▶ _Point-per-instance localization data_:
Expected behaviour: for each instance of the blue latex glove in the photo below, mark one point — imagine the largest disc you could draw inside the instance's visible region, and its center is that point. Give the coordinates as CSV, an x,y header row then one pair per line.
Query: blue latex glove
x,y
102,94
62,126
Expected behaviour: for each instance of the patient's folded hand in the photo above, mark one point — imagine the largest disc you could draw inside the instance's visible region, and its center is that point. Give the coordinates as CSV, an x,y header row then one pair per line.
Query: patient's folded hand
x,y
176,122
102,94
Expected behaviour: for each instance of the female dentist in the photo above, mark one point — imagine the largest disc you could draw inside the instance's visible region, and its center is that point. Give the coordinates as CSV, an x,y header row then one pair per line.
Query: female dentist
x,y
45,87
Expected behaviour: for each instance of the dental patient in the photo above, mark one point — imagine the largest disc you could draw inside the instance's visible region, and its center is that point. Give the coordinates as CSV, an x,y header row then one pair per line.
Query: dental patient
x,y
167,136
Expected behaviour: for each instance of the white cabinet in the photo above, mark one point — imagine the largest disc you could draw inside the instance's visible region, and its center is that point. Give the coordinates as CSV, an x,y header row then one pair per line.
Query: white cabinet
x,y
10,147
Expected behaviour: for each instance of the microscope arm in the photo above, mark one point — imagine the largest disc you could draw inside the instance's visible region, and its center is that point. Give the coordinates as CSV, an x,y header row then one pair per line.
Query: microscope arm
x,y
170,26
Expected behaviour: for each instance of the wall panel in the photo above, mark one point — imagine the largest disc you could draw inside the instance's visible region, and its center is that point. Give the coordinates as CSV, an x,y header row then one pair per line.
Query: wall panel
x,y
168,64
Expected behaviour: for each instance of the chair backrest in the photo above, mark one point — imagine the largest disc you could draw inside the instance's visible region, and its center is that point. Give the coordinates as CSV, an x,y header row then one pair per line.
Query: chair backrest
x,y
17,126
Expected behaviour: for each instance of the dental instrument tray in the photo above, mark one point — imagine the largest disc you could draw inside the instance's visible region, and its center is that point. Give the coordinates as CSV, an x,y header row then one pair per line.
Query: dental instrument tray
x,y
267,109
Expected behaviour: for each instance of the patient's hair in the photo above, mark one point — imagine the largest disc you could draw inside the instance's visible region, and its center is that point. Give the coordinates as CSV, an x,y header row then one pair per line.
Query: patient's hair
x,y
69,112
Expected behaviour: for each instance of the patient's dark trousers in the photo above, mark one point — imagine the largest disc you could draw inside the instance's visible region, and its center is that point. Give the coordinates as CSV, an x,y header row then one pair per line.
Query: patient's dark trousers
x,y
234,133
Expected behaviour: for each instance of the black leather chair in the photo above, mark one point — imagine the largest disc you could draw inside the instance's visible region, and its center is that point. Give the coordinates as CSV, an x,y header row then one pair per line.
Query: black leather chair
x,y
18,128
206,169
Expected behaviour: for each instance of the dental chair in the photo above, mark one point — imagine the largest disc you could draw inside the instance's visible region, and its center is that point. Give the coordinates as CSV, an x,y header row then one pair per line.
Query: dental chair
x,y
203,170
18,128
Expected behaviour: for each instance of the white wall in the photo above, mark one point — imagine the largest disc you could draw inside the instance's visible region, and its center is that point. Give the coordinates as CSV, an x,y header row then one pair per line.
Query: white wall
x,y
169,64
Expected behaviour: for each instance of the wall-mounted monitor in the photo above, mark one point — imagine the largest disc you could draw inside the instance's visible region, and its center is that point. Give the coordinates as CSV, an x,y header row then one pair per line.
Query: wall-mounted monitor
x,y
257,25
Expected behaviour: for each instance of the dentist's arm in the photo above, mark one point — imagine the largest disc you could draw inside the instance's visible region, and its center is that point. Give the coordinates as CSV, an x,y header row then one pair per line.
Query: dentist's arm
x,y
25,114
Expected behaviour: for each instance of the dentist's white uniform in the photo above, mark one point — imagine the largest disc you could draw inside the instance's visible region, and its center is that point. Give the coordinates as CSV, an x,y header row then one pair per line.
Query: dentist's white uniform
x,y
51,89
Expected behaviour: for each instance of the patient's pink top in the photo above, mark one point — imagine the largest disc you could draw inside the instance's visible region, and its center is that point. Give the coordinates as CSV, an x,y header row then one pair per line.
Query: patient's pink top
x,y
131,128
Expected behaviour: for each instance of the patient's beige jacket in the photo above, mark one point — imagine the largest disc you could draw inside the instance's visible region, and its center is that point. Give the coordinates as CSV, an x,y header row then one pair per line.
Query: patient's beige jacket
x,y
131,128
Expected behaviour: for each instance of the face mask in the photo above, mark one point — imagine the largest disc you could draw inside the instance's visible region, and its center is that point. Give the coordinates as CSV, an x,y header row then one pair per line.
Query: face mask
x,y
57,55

▶ _Activity_:
Give back the data above exactly, so that every line matches.

▶ _Output of the task_:
Expected behaviour: for each instance of the blue latex glove in the photo below, mark one point — imagine the largest disc you could draw inside the instance's visible region, and its center is that point. Give the coordinates as CSV, an x,y header row then one pair per line.
Query: blue latex glove
x,y
102,94
62,126
Expected behaviour: for each instance of the patient's folded hand in the photo above, mark one point — imagine the largest disc you could draw inside the instance's visible region, and its center is that point. Give the coordinates as CSV, an x,y header row then one pair per line.
Query: patient's folded hand
x,y
176,122
102,94
Expected behaviour: for each instance of the female dentist in the photo above, mark one point — imagine the largest disc you could draw inside the instance's visible region, and its center is that point. Give the coordinates as CSV, an x,y header row then one pair per line.
Query: female dentist
x,y
45,87
Expected behaviour: for each instance of the dental patient in the photo above, mark one point — imagine the largest disc you could draw inside the instance's visible region, and its center is that point. Give the coordinates as CSV, an x,y header row then one pair per line.
Query: dental patient
x,y
167,136
Expected behaviour: for each instance of the white cabinet in the photo above, mark one point — imagine the largest disc you could draw inside the instance's visible region, and its center is that point. Give the coordinates as CSV, an x,y header row then one pair per line.
Query: white cabinet
x,y
10,147
Expected behaviour: for each instance of the microscope arm in the photo above, mark one point — imagine the largest disc you could draw inside the instance's visible region, and its center is that point. Give the coordinates as CSV, an x,y header row then one pair per line.
Query: microscope arm
x,y
170,26
Expected behaviour: for each instance of the wall panel in the photo above, mark one point — imagine the largest disc you could draw inside the instance's visible region, and its center is that point. Give the coordinates as CSV, an x,y header row then one pair per line.
Query: wall panel
x,y
168,64
Expected behaviour: for each instance of the chair backrest in the photo above, mark one point — imagine the largest disc you could draw inside the instance's visible region, and its center is that point. Give the coordinates as CSV, an x,y header row then one pair per line.
Query: chair backrest
x,y
17,126
Expected behaviour: for each instance of the dental instrument tray in the photo above, mark one point — imagine the largest disc you could draw inside the instance's visible region, and its center is that point. Give the coordinates as CSV, an x,y header row then one pair per line.
Query: dental instrument tray
x,y
267,109
Expected behaviour: for each instance of the patient's hair in the photo above, mark one point — imagine the largest disc you could draw inside the instance's visible region, and its center is that point. Give the coordinates as CSV, an x,y header row then one pair per line.
Query: patient's hair
x,y
69,112
Expected behaviour: for each instance of the patient's dark trousers in the photo above, mark one point — imagine the largest disc you could draw inside the instance's visible region, and its center is that point. Give the coordinates as CSV, an x,y header row then one pair per line.
Query: patient's dark trousers
x,y
234,133
Expected behaviour: for each instance of the black leather chair in the photo above, mark one point — imagine the largest disc you could draw inside the instance's visible region, and its center is that point. Give the coordinates as CSV, an x,y header row then one pair per line.
Query: black leather chair
x,y
18,128
206,169
Expected behaviour: for each instance of the dental chair in the photo above, mark one point — imagine the largest disc you could draw inside the instance's visible region, and its center is that point. Give the coordinates as CSV, an x,y header row then one pair per line.
Query: dental chair
x,y
203,170
18,128
Expected behaviour: for each instance of the white wall in the photo above, mark one point — imagine the largest disc you could draw inside the instance's visible region, and its center is that point. Give the coordinates as CSV, an x,y header row then one pair per line.
Query: white wall
x,y
169,64
Expected behaviour: for each instance of the wall-mounted monitor in the photo above, mark one point — imagine the largest disc you could draw inside the instance's visible region, and its center is that point. Give the coordinates as CSV, an x,y header row then one pair per line.
Query: wall-mounted monitor
x,y
257,25
Expected behaviour: for each instance of the dentist's arm in the photo above, mark one point — imagine the largest disc you could draw inside the instance's visible region, and its center is that point. Give the coordinates as CSV, an x,y header row then one pair per line.
Query: dentist's arm
x,y
25,114
Expected behaviour: for each instance of the dentist's white uniform in the photo above, mark one point — imagine the largest disc you could draw inside the instance's visible region, and its center is that point. Give the coordinates as CSV, an x,y header row then one pair per line.
Query: dentist's white uniform
x,y
51,89
Expected behaviour: for each instance of the patient's pink top in the photo above, mark one point — imagine the largest disc you could draw inside the instance's visible region, and its center is that point. Give the coordinates as CSV, an x,y header row then one pair per line.
Query: patient's pink top
x,y
131,128
Expected behaviour: for each instance of the patient's beige jacket in the photo above, mark one point — imagine the largest disc you could draw inside the instance's visible region, and its center is that point. Give the coordinates as CSV, an x,y header row then one pair per line.
Query: patient's beige jacket
x,y
131,128
Expected behaviour: for each instance of the face mask in the photo above, mark one point — imagine the largest disc you could draw inside the instance's visible region, and its center is that point. Give the coordinates as CSV, an x,y header row then one pair per line.
Query: face mask
x,y
57,55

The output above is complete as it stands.